INFORMATION GIVEN
--
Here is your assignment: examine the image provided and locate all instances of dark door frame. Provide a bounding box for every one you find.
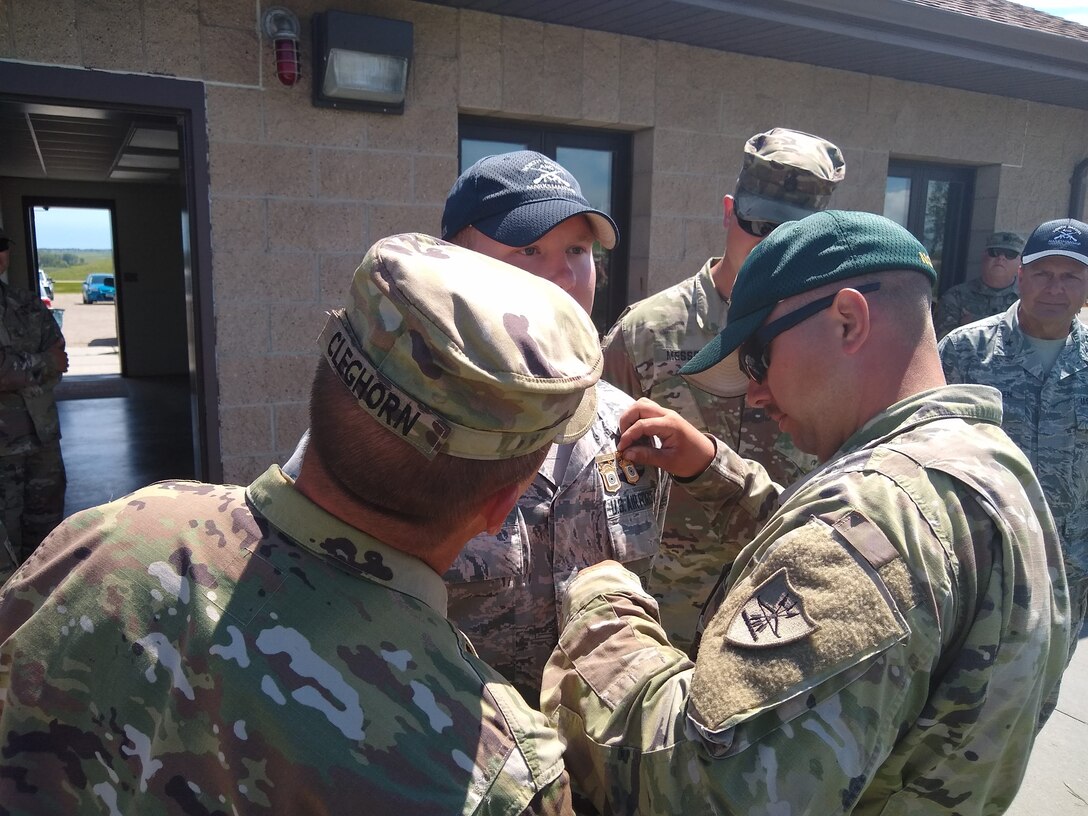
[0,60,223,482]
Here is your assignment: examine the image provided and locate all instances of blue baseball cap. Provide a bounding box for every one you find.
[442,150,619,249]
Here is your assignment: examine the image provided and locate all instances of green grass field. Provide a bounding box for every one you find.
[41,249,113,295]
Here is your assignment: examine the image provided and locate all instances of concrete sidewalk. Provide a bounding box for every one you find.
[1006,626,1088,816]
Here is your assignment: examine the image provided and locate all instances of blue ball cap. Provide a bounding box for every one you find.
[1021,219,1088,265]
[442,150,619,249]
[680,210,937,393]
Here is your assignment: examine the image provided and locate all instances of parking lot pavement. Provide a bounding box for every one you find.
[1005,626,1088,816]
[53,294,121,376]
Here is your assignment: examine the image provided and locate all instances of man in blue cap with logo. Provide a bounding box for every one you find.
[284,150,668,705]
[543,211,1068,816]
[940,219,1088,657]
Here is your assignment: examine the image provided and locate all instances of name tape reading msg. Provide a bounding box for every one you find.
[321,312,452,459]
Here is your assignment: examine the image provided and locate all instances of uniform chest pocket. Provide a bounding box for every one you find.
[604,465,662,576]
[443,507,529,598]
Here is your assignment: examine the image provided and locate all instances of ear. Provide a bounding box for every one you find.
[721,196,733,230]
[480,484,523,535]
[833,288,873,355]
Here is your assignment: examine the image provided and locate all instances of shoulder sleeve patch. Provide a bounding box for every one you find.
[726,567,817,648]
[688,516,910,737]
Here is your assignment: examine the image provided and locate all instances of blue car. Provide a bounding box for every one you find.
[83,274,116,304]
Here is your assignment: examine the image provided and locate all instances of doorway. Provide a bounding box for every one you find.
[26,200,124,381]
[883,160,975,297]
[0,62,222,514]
--
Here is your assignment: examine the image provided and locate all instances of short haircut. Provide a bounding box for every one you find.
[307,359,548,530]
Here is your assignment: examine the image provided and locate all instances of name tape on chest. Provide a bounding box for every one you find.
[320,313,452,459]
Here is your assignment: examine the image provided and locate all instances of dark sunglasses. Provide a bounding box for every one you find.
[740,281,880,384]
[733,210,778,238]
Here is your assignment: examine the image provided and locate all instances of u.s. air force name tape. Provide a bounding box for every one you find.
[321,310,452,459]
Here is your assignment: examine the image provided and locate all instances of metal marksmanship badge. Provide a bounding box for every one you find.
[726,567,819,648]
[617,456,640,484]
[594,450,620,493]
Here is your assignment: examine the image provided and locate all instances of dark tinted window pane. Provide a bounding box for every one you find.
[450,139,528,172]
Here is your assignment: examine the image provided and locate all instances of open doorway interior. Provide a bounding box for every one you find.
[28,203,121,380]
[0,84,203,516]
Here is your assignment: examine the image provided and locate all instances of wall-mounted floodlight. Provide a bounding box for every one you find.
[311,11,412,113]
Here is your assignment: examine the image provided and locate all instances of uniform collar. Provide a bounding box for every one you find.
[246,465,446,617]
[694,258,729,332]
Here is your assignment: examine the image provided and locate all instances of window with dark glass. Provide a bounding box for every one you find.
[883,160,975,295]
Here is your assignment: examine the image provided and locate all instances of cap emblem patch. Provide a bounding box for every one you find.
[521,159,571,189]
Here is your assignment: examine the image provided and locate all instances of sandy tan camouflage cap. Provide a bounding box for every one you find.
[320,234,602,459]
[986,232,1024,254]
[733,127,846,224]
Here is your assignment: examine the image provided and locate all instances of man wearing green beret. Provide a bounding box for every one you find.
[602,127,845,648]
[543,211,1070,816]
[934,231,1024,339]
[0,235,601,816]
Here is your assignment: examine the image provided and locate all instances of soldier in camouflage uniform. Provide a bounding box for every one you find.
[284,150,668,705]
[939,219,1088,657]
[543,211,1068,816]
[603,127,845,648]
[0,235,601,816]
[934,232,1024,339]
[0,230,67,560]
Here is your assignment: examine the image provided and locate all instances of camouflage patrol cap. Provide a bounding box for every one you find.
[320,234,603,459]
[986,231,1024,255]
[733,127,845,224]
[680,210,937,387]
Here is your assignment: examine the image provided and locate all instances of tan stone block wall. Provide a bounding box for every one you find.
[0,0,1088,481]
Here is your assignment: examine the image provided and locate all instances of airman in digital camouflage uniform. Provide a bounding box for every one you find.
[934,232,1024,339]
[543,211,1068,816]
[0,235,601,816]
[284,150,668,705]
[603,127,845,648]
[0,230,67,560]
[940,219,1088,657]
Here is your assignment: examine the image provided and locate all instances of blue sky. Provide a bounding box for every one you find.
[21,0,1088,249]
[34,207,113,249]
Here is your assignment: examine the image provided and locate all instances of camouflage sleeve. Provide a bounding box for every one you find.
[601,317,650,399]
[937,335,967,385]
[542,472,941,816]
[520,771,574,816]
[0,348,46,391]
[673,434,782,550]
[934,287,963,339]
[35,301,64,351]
--
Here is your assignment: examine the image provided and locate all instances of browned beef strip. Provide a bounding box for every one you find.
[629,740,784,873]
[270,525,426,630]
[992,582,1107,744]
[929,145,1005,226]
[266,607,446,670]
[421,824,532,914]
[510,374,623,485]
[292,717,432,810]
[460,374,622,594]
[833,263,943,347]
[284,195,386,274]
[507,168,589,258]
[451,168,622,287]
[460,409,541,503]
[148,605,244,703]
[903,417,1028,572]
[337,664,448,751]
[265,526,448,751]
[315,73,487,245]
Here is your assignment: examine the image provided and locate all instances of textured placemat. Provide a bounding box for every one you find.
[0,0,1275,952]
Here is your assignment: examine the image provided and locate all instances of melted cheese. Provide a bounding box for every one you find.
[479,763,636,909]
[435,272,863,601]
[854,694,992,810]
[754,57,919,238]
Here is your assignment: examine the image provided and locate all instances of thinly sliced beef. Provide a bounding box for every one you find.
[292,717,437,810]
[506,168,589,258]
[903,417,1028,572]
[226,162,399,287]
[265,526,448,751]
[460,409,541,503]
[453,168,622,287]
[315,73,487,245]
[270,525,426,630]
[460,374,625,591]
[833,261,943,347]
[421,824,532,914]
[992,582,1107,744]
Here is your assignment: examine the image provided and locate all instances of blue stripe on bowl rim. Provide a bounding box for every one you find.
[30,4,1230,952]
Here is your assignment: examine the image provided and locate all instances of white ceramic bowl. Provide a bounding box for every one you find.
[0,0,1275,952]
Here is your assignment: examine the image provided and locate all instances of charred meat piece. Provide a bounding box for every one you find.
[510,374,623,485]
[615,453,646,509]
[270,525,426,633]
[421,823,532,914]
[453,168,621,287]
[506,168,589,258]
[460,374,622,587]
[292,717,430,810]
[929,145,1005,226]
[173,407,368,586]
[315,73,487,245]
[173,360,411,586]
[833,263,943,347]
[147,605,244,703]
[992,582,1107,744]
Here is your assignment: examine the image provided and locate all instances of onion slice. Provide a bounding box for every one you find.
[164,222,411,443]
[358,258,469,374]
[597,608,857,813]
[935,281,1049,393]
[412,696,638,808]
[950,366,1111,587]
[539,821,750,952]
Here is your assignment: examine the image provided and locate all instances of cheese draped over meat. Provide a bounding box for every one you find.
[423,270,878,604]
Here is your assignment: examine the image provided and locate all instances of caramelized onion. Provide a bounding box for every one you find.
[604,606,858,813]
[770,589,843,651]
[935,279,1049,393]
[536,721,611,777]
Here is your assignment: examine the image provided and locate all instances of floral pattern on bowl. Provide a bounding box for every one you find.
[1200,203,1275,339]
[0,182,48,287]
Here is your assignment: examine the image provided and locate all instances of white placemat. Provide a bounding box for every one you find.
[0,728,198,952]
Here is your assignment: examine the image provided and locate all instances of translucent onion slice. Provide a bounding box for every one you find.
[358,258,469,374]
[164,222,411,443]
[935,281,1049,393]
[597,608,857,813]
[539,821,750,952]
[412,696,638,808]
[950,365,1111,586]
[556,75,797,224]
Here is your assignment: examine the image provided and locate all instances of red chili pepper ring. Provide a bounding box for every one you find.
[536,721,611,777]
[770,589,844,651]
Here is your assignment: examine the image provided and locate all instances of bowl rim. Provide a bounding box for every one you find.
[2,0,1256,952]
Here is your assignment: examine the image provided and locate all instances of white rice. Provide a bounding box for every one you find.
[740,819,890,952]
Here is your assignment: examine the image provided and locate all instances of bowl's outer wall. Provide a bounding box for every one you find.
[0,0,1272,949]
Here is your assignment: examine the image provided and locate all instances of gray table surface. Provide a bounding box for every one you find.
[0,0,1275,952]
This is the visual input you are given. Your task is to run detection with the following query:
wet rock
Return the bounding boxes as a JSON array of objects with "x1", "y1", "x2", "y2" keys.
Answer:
--
INSTRUCTIONS FOR THE TASK
Put the lines of the listing above, starting at the line that contains "instances of u.s." and ending at the line that contains "[0,84,203,516]", into a Markdown table with the columns "No." and "Entry". Number each row and skip any blank lines.

PROBLEM SOLUTION
| No. | Entry |
|---|---|
| 1 | Here is your assignment: examine the image provided and locate all instances of u.s. air force name tape. Provide a bounding box for every one you find. |
| 2 | [321,310,452,459] |
| 3 | Here is your assignment: examine the image provided and locate all instances of metal marksmanship badge. Provide a bounding box for every one you find. |
| 4 | [726,567,819,648] |
| 5 | [617,456,640,484] |
| 6 | [594,450,620,493] |
| 7 | Here is your assignment: examine the image provided and locate all instances of dark tinted window pane. Provide a bounding box for every one you find. |
| 8 | [450,139,528,172] |
| 9 | Here is your assignment: examine the image provided and locate all instances of open doorway interior. Provide a bounding box for every one you find. |
| 10 | [28,203,121,380] |
| 11 | [0,84,203,516] |